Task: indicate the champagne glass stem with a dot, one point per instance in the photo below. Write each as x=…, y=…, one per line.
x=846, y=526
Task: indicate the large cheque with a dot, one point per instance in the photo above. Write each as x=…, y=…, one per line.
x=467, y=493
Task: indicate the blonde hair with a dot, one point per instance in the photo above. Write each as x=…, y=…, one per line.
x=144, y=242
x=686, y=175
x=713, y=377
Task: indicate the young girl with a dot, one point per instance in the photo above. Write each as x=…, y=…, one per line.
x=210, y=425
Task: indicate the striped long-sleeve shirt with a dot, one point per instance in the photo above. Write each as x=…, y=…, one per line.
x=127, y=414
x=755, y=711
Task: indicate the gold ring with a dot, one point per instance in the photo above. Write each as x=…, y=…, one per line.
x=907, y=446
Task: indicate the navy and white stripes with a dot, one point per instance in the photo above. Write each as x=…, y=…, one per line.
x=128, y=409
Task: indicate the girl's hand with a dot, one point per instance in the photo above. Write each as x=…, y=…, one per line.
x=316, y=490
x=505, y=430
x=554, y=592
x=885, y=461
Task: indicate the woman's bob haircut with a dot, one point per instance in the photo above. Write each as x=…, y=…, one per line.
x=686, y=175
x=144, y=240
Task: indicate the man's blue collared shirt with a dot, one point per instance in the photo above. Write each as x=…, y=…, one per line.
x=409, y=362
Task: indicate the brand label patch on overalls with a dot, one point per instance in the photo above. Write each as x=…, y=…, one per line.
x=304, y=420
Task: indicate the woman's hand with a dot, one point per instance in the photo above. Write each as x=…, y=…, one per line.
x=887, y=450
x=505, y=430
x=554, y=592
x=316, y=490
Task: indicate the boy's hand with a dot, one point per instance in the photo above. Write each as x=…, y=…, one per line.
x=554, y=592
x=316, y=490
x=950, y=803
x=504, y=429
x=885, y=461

────────────────────

* _Work to complete_
Copy the records above word for word, from their first line through the line containing "x=210, y=425", with both ends included.

* _Final answer_
Task: indicate the champagne glass stem with a dot, one point per instance in the photo below. Write each as x=…, y=…, one per line.
x=846, y=526
Task: indicate the large cheque with a dot, one point per instance in the photo above. Write each as x=…, y=…, one per line.
x=467, y=493
Task: indicate the blonde hair with a dot, one point per instance in the photo above. Write each as x=…, y=…, one per line.
x=144, y=242
x=686, y=175
x=713, y=377
Task: indicate the young girl with a dot, one point per instance in the photo above. Write each as x=…, y=…, one per line.
x=210, y=425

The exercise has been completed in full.